# [WHAT IS BEING ASKED]
Print each record below exactly as it appears.

Records from a collection:
----
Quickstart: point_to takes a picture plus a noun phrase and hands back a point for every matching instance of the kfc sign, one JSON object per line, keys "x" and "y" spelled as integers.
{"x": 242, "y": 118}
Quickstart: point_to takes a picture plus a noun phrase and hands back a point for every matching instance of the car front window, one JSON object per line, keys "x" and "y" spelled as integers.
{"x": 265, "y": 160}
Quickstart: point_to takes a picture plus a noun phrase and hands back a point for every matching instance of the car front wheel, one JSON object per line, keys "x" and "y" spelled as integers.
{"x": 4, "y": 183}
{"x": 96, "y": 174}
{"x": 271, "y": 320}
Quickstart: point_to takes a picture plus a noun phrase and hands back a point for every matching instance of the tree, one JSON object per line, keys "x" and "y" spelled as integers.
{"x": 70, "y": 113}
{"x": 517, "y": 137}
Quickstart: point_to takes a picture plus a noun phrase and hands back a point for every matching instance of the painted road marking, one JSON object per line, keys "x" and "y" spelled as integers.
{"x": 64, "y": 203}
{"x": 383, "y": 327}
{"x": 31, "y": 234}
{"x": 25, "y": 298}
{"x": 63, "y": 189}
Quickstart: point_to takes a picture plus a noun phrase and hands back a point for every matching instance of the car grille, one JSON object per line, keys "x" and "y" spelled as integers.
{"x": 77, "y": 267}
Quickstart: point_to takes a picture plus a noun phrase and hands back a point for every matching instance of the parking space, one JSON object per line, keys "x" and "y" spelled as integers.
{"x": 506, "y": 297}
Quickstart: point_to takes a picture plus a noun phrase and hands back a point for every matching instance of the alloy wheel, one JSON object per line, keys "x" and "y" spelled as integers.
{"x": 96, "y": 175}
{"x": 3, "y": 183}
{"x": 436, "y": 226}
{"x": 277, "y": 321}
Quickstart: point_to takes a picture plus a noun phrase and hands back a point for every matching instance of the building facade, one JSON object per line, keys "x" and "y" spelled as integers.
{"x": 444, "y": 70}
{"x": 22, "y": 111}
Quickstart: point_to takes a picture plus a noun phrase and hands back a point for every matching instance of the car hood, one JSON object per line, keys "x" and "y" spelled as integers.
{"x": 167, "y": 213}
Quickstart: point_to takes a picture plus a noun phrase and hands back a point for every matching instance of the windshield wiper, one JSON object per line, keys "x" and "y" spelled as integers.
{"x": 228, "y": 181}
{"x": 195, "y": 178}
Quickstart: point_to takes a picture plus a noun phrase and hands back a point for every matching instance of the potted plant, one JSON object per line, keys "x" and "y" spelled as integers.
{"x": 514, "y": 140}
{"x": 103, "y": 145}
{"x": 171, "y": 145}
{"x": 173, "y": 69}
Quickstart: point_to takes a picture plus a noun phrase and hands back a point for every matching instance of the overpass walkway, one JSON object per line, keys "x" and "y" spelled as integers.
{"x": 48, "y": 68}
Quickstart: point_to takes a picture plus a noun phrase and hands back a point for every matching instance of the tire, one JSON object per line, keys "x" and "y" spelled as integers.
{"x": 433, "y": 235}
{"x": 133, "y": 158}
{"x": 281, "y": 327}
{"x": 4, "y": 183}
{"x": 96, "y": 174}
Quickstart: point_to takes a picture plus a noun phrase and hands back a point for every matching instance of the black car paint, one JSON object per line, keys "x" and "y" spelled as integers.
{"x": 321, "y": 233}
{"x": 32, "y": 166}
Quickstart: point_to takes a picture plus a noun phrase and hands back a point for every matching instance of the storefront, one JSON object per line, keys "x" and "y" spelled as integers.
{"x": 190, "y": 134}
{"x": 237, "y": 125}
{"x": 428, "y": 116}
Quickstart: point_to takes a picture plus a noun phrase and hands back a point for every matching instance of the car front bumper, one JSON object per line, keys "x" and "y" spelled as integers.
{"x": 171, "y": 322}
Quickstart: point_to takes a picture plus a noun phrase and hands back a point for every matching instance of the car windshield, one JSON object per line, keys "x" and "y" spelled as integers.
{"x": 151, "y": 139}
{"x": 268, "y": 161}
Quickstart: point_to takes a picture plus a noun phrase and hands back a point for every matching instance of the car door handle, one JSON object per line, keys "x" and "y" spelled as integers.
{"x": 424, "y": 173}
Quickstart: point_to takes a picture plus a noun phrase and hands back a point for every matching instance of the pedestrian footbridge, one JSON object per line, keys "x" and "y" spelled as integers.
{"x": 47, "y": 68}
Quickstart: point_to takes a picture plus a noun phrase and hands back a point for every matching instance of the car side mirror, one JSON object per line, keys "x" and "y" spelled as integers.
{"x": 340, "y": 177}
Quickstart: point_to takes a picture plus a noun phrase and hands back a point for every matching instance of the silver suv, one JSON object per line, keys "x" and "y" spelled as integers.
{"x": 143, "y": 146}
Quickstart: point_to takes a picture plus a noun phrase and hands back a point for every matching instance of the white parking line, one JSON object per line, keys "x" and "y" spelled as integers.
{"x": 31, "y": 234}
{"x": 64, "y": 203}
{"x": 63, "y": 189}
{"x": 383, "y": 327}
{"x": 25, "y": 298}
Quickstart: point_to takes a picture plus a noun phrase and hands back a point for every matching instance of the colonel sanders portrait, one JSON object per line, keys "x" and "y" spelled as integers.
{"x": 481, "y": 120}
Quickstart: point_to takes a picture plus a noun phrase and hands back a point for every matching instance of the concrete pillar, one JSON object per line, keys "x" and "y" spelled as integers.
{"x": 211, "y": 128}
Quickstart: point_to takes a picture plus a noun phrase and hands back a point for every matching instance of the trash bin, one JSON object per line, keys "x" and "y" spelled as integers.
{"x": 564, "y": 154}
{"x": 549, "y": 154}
----
# [TASK OUTPUT]
Quickstart: point_to takes a picture plus a noun phrase and hands back a point for every matching instance of the kfc sign, one JSON object per line, keys "x" and "y" spelled as integers.
{"x": 242, "y": 118}
Quickstart: point_to takes a picture plus a noun phrase and hands back a point for every matching instance of the car front window, one JSON object per line, keys "x" and "y" spelled as integers.
{"x": 265, "y": 160}
Quickstart: point_to takes a picture plus a noun phrase and hands back a point for every matching instance of the car front wheel, one JSON object per line, keys "x" and "y" spelled as integers.
{"x": 4, "y": 183}
{"x": 96, "y": 174}
{"x": 271, "y": 320}
Quickstart: point_to takes a picture plus a noun phrase and hands back a point for every matching instance of the tree, one JSON object per line, keys "x" and "y" spelled as integers.
{"x": 70, "y": 113}
{"x": 517, "y": 137}
Quickstart: point_to takes a picture plus a noun phrase and hands back a point for every matching instance of the painted road marking, one JSON object per line, keys "x" and "y" spelled as integers.
{"x": 64, "y": 203}
{"x": 383, "y": 327}
{"x": 31, "y": 234}
{"x": 25, "y": 298}
{"x": 63, "y": 189}
Quickstart: point_to takes a picture plus a noun phrase and hands back a point for every matching instance of the car grille, one JSON object per line, keys "x" and "y" spelled as integers.
{"x": 77, "y": 267}
Quickstart: point_to takes a picture plus a noun phrase and hands back a point for every matching instance of the parking space, one JSON object per line, keys "x" and "y" spelled as integers.
{"x": 506, "y": 297}
Quickstart: point_to takes a picture plus a noun phrase and hands back a point for every matching instance of the alloy wheel, one JSON object per line, keys "x" and "y" spelled as integers.
{"x": 96, "y": 175}
{"x": 3, "y": 183}
{"x": 436, "y": 226}
{"x": 277, "y": 321}
Quickstart: point_to takes a picture plus a noun phrase and hands back a point for every matching instance of the building facade, one JSON object per line, keys "x" and "y" spelled as integers.
{"x": 444, "y": 70}
{"x": 22, "y": 111}
Quickstart: point_to takes a picture plus a noun phrase and hands back a point for every matching instance of the car hood, one JSON object per line, keys "x" and "y" spelled as integers.
{"x": 167, "y": 213}
Quickstart: point_to takes a picture plus a noun phrase and hands back a point for every matching instance of the windshield wiper, one JSON object per line, keys "x" and "y" spelled as integers.
{"x": 228, "y": 181}
{"x": 195, "y": 178}
Quickstart: point_to takes a picture plus a noun phrase and hands back a point for every matching instance of the potted plant, one JSON object per line, keys "x" and "y" spelled as integers.
{"x": 514, "y": 140}
{"x": 103, "y": 145}
{"x": 171, "y": 145}
{"x": 173, "y": 69}
Quickstart: point_to takes a picture plus a noun phrase and hands back a point for every matching instance of the overpass walkway, one JSON object per line, keys "x" and "y" spelled as integers.
{"x": 48, "y": 68}
Quickstart: point_to takes a picture plus a noun phrase and hands back a point for every matching instance of the tire, one JSON object per line, keys "x" and "y" spelled as integers.
{"x": 433, "y": 235}
{"x": 133, "y": 158}
{"x": 281, "y": 327}
{"x": 4, "y": 183}
{"x": 96, "y": 174}
Quickstart: point_to takes a picture plus a noun phrase and hands back a point for every matching instance of the black car paint, one JSON object per line, keys "x" and "y" spelled as integers.
{"x": 321, "y": 233}
{"x": 32, "y": 166}
Quickstart: point_to takes a picture plus a noun phrase and hands back a point for every matching instance of the storefront, one JSON object per line, keys "x" and "y" spelled as integers.
{"x": 190, "y": 134}
{"x": 237, "y": 125}
{"x": 428, "y": 116}
Quickstart: point_to takes a picture plus a noun phrase and hands back a point for every matching instance of the car front bumper, one JSON object per line, keys "x" and "y" spelled as integers.
{"x": 171, "y": 322}
Quickstart: point_to takes a picture plus a noun phrase and hands back a point for every matching instance of the car windshield, one JSON object per line, keys "x" and "y" spelled as integers.
{"x": 151, "y": 139}
{"x": 268, "y": 161}
Quickstart: point_to takes a picture plus a noun phrase and hands back a point for every matching instance of the car door handle, one JSON object per line, keys "x" and "y" spelled as integers.
{"x": 424, "y": 173}
Quickstart: point_to takes a picture plus a noun phrase and hands back a point for every matching instance of the pedestrian footbridge, one JSON object per line, keys "x" and "y" spelled as integers.
{"x": 47, "y": 68}
Quickstart: point_to takes a picture plus a noun phrase and hands back a point for every matching instance of the car side mirror, one JSON object per line, keys "x" and "y" spelled as integers.
{"x": 340, "y": 177}
Quickstart: point_to takes a picture plus a noun phrase and hands back a point for every matching instance of the silver suv, one JSON object per line, keys "x" and "y" spelled as integers.
{"x": 143, "y": 146}
Quickstart: point_to takes a picture plus a noun phrase and hands back a point for every matching instance of the white parking line, one JSON object per line, keys "x" and "y" spelled as integers.
{"x": 31, "y": 234}
{"x": 64, "y": 203}
{"x": 63, "y": 189}
{"x": 383, "y": 327}
{"x": 25, "y": 298}
Quickstart: point_to takes a picture plus a noun phrase and hands back a point for every matching instance of the colonel sanders portrait, one JSON object per line, keys "x" and "y" spelled as integers.
{"x": 481, "y": 120}
Quickstart: point_to takes a picture plus a noun phrase and hands back a point for every matching instance of the concrete pillar, one JSON object per line, keys "x" and "y" spelled as integers.
{"x": 211, "y": 128}
Quickstart: point_to takes a picture plus a noun phrase and hands back a point for every matching instance of the trash bin, one JSON object per line, keys "x" and "y" spelled as integers.
{"x": 564, "y": 154}
{"x": 549, "y": 154}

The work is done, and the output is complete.